- [TASK INSTRUCTIONS]
Print the entries that appear below, exactly as written and without their pictures.

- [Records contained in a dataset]
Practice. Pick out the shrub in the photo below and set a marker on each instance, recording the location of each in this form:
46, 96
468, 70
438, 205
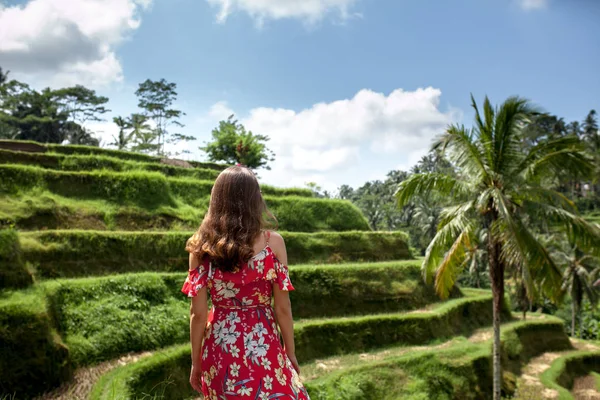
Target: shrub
33, 358
83, 253
564, 370
13, 273
102, 318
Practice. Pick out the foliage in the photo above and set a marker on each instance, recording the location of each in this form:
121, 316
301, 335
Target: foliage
232, 144
156, 99
501, 187
124, 138
49, 115
85, 253
13, 272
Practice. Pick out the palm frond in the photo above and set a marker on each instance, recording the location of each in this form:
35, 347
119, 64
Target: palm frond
511, 117
521, 247
441, 242
571, 162
539, 194
463, 151
452, 264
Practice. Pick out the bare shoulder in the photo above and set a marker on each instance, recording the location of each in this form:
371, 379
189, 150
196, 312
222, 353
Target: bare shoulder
277, 244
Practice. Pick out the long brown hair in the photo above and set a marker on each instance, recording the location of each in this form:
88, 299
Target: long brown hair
235, 218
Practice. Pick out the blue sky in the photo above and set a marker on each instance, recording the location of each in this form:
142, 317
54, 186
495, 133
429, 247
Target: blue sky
346, 89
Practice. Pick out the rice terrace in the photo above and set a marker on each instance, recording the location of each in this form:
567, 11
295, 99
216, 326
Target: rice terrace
315, 199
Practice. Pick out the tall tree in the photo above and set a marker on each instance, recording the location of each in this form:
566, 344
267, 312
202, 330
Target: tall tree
500, 186
145, 138
156, 98
124, 137
232, 144
580, 273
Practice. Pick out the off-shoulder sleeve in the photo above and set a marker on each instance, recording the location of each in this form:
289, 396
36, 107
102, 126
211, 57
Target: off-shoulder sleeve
280, 274
196, 279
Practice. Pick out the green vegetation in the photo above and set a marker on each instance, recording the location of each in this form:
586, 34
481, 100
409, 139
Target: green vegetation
102, 318
563, 371
322, 338
40, 210
460, 371
500, 187
63, 162
13, 272
32, 350
232, 144
84, 253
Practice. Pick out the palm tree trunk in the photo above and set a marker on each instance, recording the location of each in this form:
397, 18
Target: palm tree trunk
497, 280
573, 317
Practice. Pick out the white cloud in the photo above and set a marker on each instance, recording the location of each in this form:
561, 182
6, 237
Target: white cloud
337, 141
220, 111
63, 42
260, 10
533, 4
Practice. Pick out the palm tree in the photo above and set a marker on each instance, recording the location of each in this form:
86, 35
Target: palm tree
580, 273
124, 138
500, 186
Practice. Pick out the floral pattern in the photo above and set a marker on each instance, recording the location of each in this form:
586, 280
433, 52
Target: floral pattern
242, 357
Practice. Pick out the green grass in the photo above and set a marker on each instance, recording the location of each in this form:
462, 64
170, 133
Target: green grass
460, 371
72, 253
63, 162
40, 209
46, 148
13, 271
142, 188
564, 370
32, 350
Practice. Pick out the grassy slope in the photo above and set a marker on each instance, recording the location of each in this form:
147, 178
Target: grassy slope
83, 253
563, 371
101, 318
460, 371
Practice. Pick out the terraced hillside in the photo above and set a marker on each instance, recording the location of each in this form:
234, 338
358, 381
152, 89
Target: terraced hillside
92, 257
92, 260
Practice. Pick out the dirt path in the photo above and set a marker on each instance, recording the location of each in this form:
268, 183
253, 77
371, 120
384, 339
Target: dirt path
585, 388
80, 387
531, 388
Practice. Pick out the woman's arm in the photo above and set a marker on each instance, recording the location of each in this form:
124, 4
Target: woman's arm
283, 305
198, 318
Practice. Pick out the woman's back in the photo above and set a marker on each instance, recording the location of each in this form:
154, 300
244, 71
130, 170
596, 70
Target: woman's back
241, 354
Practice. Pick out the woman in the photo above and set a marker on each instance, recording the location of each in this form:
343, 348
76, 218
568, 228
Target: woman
236, 352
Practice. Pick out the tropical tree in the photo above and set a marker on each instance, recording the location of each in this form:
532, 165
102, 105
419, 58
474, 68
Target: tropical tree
156, 98
501, 187
232, 144
146, 139
124, 138
580, 273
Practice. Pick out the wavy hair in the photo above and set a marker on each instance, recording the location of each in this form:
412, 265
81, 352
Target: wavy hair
236, 217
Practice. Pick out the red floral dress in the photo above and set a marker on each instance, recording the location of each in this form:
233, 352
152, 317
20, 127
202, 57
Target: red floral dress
242, 357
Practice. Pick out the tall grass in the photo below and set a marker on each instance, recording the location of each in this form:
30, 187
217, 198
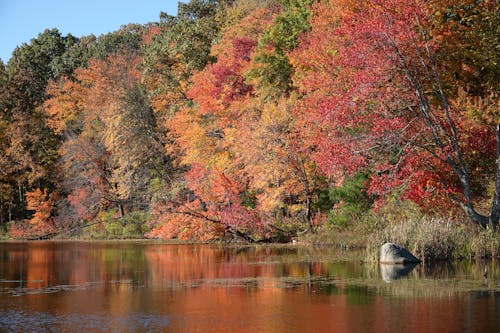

- [EXERCISE OUTPUT]
Practice. Pick out the shrub in the photo below and set a marker on each instance, recording the location of each in this form:
46, 96
468, 70
438, 205
Target: shrub
33, 358
83, 253
564, 370
13, 273
102, 318
Practice. Pick out the foliage in the photo above and set a marker on each instance, recording the location of each in this form:
121, 316
301, 335
Target: foliage
232, 144
156, 99
501, 187
124, 138
49, 115
85, 253
13, 272
Practice. Pick out the palm frond in the photo above and set a marker on each instance, recording the location of each in this form:
35, 347
119, 64
Target: palm frond
511, 117
521, 247
441, 242
571, 162
539, 194
463, 151
452, 264
Practice. Pick out the bare shoulder in the photo above and set a marker on each instance, recording the location of each in this form:
371, 379
189, 150
196, 312
222, 353
Target: bare shoulder
277, 244
Practice. Pick out the long brown hair in the photo above and set a marker on each instance, recording the location of each in this form:
88, 299
Target: long brown hair
235, 218
Practice. Pick out the blue sky in the photo above and set a marker on each instance, recording the location of each in this form:
142, 317
54, 186
495, 133
429, 247
Target: blue sky
346, 89
Practice. Pick out the rice terrace in the photo above and set a marker on each instance, recording the location of each in this form:
567, 11
295, 99
216, 326
Target: rice terrace
315, 199
Practice. Pick out the tall tree in the photo above and set a marker on each instance, recording the location of each in this form:
566, 344
267, 312
202, 330
Target: tall tree
500, 186
145, 138
156, 98
124, 137
232, 144
580, 273
Practice. Pick out the off-shoulder sleeve in the photo above and set a marker on each instance, recording the location of each in this form:
289, 396
36, 107
102, 126
211, 57
Target: off-shoulder sleeve
280, 274
196, 279
Practice. Pick out the green vegetation in the photo above and set a marker on each instance, recording the location of each in this form:
586, 34
481, 100
409, 139
Target: green vegetation
102, 318
563, 371
322, 338
40, 210
460, 371
500, 187
63, 162
13, 272
32, 350
232, 144
84, 253
Practice. Pick out the palm tree trunk in the photo above and set a marker on each instance, recording the location of each in this form:
397, 18
Target: palm tree trunk
497, 280
573, 317
Practice. Pick out the white cloud in the photo above and set a marker on each instance, recording the location of each in this form:
561, 182
6, 237
Target: white cloud
337, 141
220, 111
63, 42
260, 10
533, 4
Practice. Pick out the palm tree in the photo above and set a marker on each instance, recording the location of each in this form:
86, 35
Target: palm tree
580, 273
124, 138
500, 186
Practice. Pick out the floral pattern in the photo above and set a marker on each instance, recording the location of each in this form:
586, 280
433, 52
Target: floral pattern
242, 357
Practice. Pick out the green grass in the photo above and set a marker on each instance, recording the location of each in this form:
462, 64
170, 133
Target: green grass
460, 371
72, 253
63, 162
40, 209
46, 148
13, 271
142, 188
564, 370
32, 350
Practice. Pick out the grassy slope in the photo above and set a marker on each instance, recording the location of each in this form:
147, 178
Target: grassy slope
83, 253
563, 371
101, 318
460, 371
Practice. Pick out the terraced hillside in the photo above and set a marker on each instance, recording the location of each in this form:
234, 338
358, 381
152, 89
Target: terraced hillside
92, 257
92, 260
Practice. Pick out the dirt path in the photo above and set a marker on each instance, recording the location of each in this form:
268, 183
253, 77
371, 120
384, 339
Target: dirt path
585, 388
80, 387
531, 388
Practice. Pick out the woman's arm in the photo above and set a marker on each instance, recording the location of each in this form:
124, 4
Target: woman's arm
283, 305
198, 318
Practice. Pick out the woman's back in the photo above and set a marker on each instance, recording the location of each in this form:
154, 300
244, 71
130, 170
596, 70
Target: woman's back
241, 354
Practice. Pick out the woman in the photo above and set a marker on each instance, recording the location of each in this form:
343, 348
76, 218
568, 228
Target: woman
236, 352
Practice. Pick out the tropical tree in the photo above and set a marker on each instance, recording the location of each in this form:
532, 165
102, 105
419, 58
474, 68
Target: tropical tree
156, 98
501, 187
232, 144
146, 139
124, 138
580, 273
Practice. Pick out the wavy hair in the photo above and set a marker on each instance, recording the location of each in this form:
412, 265
81, 352
Target: wavy hair
236, 217
Practice. Pick out the red floral dress in the photo above and set a marker on each instance, recording the location of each in this form:
233, 352
152, 317
20, 127
202, 57
Target: red floral dress
242, 357
Practice. Pick out the tall grass in the photo below and set a marker on each instance, recording the location of each in this form:
30, 187
217, 198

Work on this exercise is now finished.